DIRECTIVE: Output the data below in full, character for character.

Excerpts of pointing data:

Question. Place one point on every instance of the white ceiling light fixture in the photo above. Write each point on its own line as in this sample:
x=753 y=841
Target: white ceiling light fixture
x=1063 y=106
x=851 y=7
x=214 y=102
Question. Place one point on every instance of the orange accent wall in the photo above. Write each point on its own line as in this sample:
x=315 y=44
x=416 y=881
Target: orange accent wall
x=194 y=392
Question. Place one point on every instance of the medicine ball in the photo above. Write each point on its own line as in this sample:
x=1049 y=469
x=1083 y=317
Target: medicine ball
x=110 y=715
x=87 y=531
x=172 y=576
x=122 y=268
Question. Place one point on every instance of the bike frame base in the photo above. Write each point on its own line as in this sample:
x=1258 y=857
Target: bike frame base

WORKED ANSWER:
Question. Place one point on every instance of the white ceiling light fixture in the photo above. Write each point on its own line as in this sample:
x=753 y=841
Target: white ceiling light fixture
x=1063 y=106
x=851 y=7
x=214 y=102
Question. Place one point on every instance of the orange accent wall in the photo above. Write each point on its own line as in this sample:
x=315 y=44
x=416 y=881
Target: orange accent wall
x=194 y=392
Question. Place one point on every instance of the medicine ball in the photo above. Write each point on its own line as in this sample:
x=1049 y=469
x=1083 y=317
Target: medicine ball
x=110 y=715
x=87 y=531
x=172 y=576
x=122 y=268
Question. Place one point on every instance of the bike frame base in the photo above. Write each point on its own line as in this sample:
x=1258 y=857
Target: bike frame base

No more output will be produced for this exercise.